◆ **WHAT NEEDS TO BE DONE**
Exactly the lines from the one that holds "flower arrangement, the" to the end of the data below: retype these and nothing else.

◆ **PROVIDED DATA**
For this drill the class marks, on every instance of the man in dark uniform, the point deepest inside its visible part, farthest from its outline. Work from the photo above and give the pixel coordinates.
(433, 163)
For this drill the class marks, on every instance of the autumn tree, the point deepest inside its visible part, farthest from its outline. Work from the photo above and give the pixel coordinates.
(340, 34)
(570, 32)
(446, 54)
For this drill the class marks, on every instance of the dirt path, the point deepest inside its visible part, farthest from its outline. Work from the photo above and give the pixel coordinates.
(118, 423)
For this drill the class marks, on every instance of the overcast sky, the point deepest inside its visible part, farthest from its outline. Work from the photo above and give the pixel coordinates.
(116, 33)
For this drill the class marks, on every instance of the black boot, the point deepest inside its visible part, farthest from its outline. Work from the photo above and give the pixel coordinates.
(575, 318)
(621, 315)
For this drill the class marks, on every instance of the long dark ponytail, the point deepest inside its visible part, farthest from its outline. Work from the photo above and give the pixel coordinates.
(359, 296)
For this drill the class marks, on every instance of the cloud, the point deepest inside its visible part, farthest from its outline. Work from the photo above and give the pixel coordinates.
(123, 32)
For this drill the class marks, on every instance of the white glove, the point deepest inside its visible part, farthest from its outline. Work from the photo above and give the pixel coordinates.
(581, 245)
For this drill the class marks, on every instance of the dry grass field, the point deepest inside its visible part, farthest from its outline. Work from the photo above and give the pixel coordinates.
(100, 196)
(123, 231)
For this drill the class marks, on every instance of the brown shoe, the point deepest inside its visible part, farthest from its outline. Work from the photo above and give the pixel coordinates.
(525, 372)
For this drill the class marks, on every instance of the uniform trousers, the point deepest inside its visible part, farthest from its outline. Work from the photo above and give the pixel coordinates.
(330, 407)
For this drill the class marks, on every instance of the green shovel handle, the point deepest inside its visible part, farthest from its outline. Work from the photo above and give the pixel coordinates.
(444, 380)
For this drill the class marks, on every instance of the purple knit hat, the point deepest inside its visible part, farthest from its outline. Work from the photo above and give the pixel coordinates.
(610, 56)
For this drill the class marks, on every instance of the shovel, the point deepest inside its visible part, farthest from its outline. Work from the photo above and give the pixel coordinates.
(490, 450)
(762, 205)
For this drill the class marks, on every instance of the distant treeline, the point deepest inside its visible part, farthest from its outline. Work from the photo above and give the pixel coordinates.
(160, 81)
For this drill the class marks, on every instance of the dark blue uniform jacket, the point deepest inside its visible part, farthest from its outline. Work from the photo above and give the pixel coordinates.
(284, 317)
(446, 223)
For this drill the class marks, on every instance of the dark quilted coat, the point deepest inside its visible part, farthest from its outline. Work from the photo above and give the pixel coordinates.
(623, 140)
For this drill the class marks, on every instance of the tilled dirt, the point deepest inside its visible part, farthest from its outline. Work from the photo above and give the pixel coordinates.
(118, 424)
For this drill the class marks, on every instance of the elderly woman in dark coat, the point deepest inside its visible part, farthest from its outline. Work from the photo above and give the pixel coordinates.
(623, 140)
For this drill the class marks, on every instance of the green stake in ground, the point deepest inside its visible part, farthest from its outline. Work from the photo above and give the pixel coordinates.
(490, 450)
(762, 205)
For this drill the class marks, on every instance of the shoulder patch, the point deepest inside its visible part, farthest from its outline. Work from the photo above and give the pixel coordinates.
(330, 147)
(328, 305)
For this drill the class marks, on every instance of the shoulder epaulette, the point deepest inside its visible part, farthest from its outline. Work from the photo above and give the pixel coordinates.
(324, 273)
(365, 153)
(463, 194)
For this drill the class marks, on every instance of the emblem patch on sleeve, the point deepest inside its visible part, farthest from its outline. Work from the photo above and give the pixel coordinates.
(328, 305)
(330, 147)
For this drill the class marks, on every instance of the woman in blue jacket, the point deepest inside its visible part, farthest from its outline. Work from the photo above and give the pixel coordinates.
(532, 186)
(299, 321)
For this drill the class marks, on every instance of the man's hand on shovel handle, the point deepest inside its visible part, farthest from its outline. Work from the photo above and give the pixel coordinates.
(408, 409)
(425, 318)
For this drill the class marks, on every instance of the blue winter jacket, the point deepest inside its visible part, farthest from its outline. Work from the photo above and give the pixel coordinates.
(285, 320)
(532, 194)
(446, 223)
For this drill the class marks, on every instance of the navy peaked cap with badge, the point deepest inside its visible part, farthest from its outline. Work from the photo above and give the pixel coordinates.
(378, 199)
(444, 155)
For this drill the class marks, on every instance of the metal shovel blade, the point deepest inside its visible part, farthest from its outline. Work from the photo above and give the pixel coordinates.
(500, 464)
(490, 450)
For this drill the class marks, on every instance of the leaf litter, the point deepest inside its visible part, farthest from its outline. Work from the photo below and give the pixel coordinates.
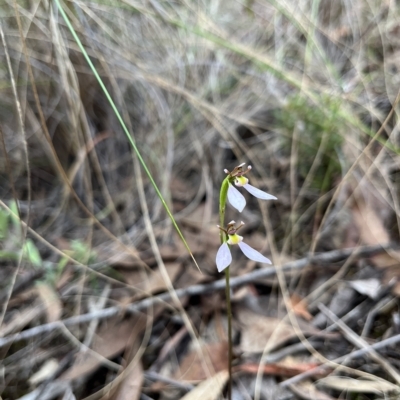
(213, 109)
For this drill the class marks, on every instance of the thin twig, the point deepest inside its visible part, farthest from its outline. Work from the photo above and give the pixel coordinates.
(254, 276)
(360, 342)
(347, 357)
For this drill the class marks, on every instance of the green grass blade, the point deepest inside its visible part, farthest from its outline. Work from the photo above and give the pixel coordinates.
(123, 125)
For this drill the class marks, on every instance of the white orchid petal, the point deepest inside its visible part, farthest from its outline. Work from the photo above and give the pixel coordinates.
(259, 193)
(236, 199)
(254, 255)
(224, 257)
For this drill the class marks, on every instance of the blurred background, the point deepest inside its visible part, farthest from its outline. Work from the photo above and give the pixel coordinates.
(305, 91)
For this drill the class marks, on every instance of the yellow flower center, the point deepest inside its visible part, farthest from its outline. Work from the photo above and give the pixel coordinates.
(241, 180)
(235, 239)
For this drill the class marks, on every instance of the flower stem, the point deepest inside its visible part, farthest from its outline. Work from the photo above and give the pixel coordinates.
(223, 237)
(229, 312)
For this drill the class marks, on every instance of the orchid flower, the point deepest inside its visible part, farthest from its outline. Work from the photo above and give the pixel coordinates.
(236, 199)
(224, 256)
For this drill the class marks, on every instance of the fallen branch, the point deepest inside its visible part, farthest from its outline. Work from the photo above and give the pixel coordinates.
(328, 257)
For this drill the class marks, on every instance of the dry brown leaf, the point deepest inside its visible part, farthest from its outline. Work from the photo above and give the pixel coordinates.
(131, 386)
(260, 333)
(299, 307)
(152, 283)
(51, 301)
(307, 391)
(278, 369)
(370, 225)
(112, 338)
(344, 383)
(195, 368)
(209, 389)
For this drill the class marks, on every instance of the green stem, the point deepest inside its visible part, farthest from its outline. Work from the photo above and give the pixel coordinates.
(222, 203)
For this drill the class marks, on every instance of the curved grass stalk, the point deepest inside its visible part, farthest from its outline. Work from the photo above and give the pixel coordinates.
(124, 127)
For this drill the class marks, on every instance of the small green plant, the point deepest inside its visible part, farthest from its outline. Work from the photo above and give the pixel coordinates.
(322, 130)
(10, 235)
(229, 236)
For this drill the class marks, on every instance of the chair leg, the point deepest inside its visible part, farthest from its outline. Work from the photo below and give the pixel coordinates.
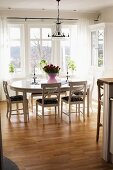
(84, 112)
(58, 113)
(55, 112)
(7, 109)
(32, 103)
(36, 110)
(61, 109)
(98, 123)
(10, 109)
(69, 113)
(27, 110)
(43, 114)
(17, 107)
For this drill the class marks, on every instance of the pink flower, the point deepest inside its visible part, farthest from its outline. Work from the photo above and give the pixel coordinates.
(51, 69)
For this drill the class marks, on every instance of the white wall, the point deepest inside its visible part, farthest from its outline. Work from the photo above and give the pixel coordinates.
(44, 13)
(107, 15)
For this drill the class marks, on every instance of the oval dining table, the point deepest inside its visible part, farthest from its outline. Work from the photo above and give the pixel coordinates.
(27, 86)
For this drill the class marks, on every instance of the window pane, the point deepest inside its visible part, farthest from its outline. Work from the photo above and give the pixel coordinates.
(100, 47)
(46, 50)
(15, 54)
(35, 53)
(34, 33)
(14, 33)
(93, 48)
(65, 49)
(45, 32)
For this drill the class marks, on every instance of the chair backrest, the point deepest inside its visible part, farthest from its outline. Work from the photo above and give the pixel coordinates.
(51, 91)
(77, 88)
(6, 90)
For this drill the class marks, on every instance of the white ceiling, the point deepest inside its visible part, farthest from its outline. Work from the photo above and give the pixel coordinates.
(79, 5)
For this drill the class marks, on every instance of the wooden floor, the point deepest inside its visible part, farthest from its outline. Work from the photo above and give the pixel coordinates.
(55, 146)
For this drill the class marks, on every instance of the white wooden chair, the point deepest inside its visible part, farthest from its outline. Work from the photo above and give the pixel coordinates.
(11, 100)
(50, 98)
(76, 97)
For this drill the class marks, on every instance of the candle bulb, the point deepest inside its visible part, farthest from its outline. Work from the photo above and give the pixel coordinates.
(34, 70)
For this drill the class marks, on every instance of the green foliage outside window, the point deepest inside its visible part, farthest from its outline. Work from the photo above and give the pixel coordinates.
(71, 64)
(11, 68)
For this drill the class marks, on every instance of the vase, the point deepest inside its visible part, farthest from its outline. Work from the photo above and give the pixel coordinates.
(52, 78)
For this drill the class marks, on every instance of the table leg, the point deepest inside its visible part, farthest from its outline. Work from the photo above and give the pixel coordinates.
(25, 106)
(88, 101)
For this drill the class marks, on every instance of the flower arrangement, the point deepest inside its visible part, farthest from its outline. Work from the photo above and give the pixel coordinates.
(51, 69)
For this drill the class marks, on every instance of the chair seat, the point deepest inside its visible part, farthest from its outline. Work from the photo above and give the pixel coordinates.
(16, 98)
(36, 94)
(79, 93)
(48, 101)
(73, 98)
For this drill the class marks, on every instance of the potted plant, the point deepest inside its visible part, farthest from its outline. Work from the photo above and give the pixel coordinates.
(52, 71)
(43, 63)
(11, 68)
(71, 64)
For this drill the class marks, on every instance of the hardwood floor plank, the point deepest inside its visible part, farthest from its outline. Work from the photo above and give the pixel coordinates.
(55, 146)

◆ **ANSWER TO THIS PROBLEM**
For this drill the class marks, on every instance of the flower arrangement, the point deepest inside its visible part, farthest from its outline. Work from the photo above and give the pixel coordinates.
(51, 69)
For this drill the class marks, on every instance of the chair seat, the point deepest inside its visible part, farthest from its outline. Work from the photo above and give the pixel coordinates.
(16, 98)
(36, 94)
(79, 93)
(48, 101)
(73, 98)
For this drill the class marks, on every instance of the potted plant, the point deepest inside its visible part, farthest from its outline. Work from the photo above and give the pixel coordinates.
(52, 71)
(43, 63)
(11, 68)
(71, 64)
For this drill the class marks, on every instance of the hardwood floor plank, the point deepest inside its visible part, farthest from its outline. Work from the photo above and give the pixel coordinates.
(55, 146)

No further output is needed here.